▸ **Problem to work on**
Pick out every line in the entries below that contains the string "briefcase", and copy each of those lines. Case counts.

▸ **Records for processing**
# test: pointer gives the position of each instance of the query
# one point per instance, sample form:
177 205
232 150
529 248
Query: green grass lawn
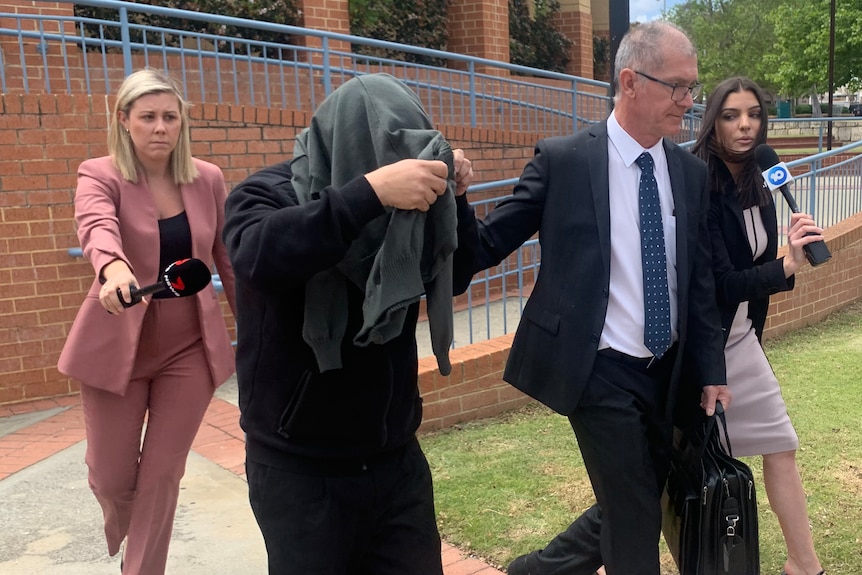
507 485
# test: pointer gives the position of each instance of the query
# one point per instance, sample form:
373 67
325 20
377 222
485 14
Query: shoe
518 566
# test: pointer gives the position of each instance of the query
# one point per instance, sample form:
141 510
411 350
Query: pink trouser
137 479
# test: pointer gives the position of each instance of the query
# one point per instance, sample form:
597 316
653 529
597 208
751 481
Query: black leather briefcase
709 505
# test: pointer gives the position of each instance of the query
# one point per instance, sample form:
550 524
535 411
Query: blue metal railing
466 90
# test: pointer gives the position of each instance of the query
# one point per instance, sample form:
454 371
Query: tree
533 40
799 62
731 37
414 22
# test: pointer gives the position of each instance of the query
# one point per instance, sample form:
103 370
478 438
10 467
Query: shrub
533 41
275 11
414 22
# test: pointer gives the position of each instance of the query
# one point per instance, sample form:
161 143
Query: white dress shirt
624 323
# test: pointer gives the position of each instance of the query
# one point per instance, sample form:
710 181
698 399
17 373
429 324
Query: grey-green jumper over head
369 122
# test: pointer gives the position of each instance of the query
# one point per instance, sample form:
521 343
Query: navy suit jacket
563 195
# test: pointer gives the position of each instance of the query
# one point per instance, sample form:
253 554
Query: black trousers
624 435
374 521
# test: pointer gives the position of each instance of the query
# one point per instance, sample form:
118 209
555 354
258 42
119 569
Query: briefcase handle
709 431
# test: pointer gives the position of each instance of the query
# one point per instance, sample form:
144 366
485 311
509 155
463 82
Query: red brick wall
476 389
43 138
578 27
480 28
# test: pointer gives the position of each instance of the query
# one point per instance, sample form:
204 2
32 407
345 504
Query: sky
645 10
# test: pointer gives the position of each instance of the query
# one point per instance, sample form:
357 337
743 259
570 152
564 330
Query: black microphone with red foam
182 278
776 175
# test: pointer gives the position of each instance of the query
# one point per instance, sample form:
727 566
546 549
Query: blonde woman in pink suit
147 204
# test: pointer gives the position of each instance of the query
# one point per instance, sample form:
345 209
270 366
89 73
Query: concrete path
51 523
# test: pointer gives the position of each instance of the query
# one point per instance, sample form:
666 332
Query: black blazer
738 277
563 195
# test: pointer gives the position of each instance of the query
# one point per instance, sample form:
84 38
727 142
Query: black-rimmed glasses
678 91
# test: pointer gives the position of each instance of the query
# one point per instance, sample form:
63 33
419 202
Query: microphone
182 278
776 174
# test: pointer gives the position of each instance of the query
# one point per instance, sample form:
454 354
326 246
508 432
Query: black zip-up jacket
288 407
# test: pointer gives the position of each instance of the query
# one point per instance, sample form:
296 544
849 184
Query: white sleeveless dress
757 419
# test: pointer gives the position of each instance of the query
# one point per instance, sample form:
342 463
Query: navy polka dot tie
657 334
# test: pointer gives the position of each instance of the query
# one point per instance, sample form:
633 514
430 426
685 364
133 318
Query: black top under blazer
738 277
563 195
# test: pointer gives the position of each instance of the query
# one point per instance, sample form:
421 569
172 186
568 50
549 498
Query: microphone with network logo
776 174
182 278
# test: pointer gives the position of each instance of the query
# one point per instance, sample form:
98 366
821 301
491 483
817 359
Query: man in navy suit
580 346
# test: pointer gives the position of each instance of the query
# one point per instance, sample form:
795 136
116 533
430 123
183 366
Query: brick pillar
480 28
575 21
327 15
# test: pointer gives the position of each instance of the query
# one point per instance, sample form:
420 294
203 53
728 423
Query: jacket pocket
548 321
291 413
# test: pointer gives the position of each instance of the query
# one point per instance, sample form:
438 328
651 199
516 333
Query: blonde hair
142 83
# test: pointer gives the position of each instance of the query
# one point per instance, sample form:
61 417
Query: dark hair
749 185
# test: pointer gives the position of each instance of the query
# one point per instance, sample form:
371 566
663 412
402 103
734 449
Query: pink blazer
117 219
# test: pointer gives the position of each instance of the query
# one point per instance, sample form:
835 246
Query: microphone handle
137 294
788 197
816 253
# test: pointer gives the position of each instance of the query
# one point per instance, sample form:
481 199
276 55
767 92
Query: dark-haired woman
747 271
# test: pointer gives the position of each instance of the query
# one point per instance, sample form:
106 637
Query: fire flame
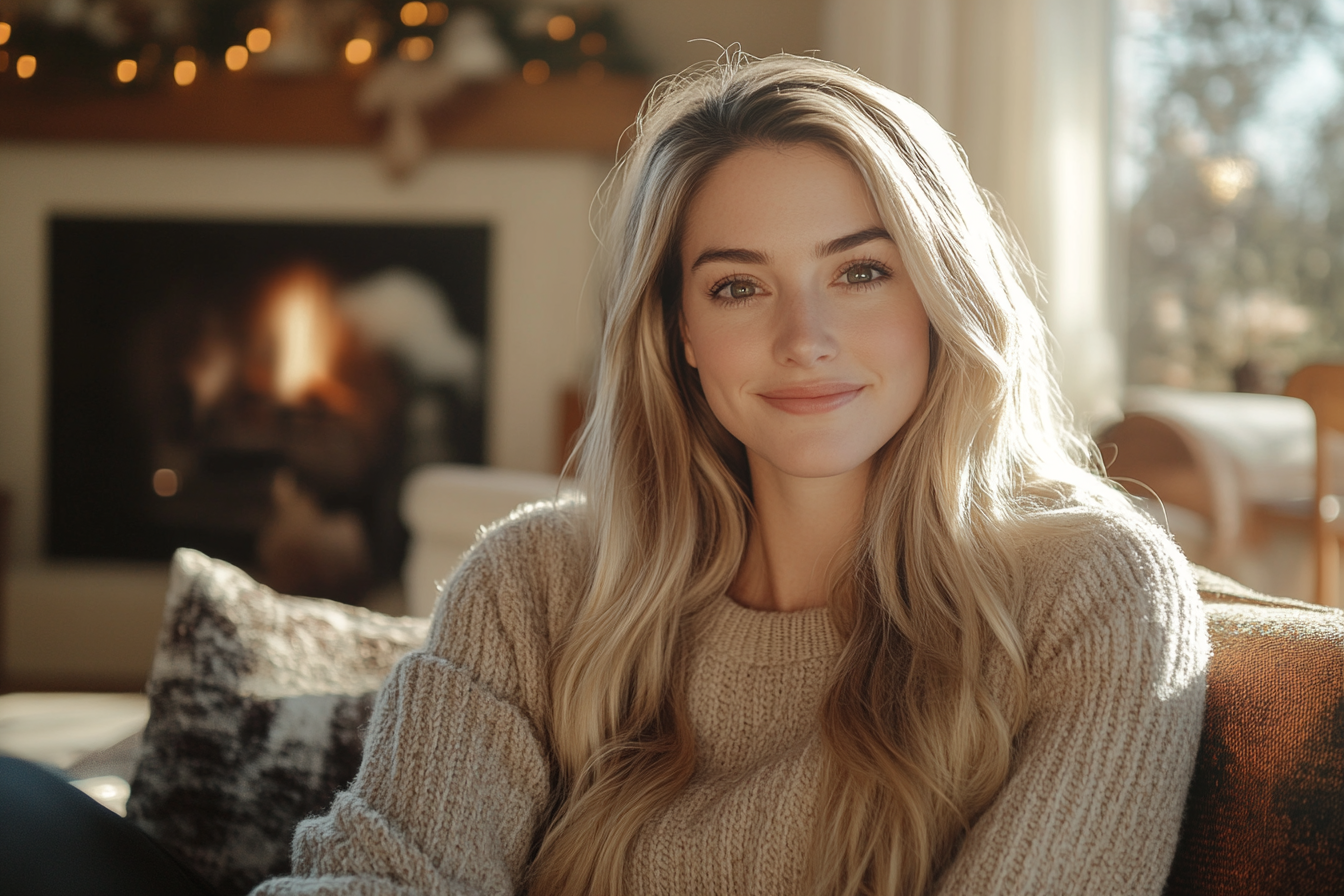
307 333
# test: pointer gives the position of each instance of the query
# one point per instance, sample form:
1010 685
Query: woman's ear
686 343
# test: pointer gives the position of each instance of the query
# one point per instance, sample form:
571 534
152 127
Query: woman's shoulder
526 571
1104 567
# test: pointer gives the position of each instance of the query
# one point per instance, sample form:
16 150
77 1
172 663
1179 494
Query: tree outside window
1230 165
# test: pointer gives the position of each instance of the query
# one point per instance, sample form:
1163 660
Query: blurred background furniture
1230 474
1321 386
258 700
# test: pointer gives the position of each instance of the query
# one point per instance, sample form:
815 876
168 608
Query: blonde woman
844 610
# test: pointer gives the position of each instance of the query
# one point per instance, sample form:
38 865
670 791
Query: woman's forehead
796 198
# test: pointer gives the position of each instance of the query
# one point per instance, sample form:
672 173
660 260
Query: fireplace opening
258 390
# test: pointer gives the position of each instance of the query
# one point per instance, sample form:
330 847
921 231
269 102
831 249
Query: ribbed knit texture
456 774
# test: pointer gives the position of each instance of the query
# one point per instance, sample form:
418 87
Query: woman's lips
812 399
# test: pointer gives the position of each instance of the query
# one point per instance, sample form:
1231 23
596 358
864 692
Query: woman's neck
801 529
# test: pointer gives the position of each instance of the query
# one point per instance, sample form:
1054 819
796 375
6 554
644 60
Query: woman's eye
737 289
862 274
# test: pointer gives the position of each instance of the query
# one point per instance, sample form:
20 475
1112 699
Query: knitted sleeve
456 775
1117 653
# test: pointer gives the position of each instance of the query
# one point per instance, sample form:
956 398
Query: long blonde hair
915 742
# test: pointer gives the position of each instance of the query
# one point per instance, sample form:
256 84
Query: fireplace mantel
562 114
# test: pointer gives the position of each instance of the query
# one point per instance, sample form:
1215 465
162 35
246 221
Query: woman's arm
1117 661
456 775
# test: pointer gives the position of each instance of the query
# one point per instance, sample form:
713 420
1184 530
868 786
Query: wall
675 35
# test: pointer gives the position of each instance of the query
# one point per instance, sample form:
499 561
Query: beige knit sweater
456 777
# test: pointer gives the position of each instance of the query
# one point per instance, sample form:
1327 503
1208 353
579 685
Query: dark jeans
57 841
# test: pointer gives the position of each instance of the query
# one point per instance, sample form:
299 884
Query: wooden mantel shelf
561 114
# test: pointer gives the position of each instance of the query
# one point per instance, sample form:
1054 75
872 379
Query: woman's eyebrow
846 243
741 255
753 257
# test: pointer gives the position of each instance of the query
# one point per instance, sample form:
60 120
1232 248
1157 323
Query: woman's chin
808 465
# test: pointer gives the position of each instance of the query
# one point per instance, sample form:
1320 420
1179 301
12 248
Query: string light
536 71
561 27
359 51
235 58
414 14
415 49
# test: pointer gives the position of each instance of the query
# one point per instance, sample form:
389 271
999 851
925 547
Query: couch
257 704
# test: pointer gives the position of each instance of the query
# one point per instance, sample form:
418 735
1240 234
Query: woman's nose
804 332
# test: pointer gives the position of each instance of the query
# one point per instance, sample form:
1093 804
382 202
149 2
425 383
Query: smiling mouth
812 399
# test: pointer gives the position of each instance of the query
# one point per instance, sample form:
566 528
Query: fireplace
258 390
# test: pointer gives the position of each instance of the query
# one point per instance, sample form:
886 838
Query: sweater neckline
768 637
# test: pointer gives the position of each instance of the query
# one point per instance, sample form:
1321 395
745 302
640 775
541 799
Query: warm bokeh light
415 49
235 58
592 71
165 482
184 73
414 14
593 43
359 51
559 27
1227 177
536 71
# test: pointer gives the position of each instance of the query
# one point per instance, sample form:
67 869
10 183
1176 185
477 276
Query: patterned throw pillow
257 704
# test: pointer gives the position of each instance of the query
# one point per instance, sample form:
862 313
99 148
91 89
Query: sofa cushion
1266 806
257 703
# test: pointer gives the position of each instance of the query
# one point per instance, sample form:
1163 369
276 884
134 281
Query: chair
1321 386
226 771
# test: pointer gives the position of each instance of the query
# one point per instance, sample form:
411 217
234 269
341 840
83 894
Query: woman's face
811 341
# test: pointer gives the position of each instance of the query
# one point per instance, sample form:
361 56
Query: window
1230 165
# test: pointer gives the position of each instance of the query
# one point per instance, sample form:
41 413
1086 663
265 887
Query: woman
844 610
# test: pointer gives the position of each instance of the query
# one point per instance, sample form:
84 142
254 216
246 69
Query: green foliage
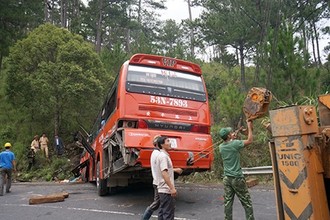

▸ **Full answer**
Query: black leather briefcase
Query: briefcase handle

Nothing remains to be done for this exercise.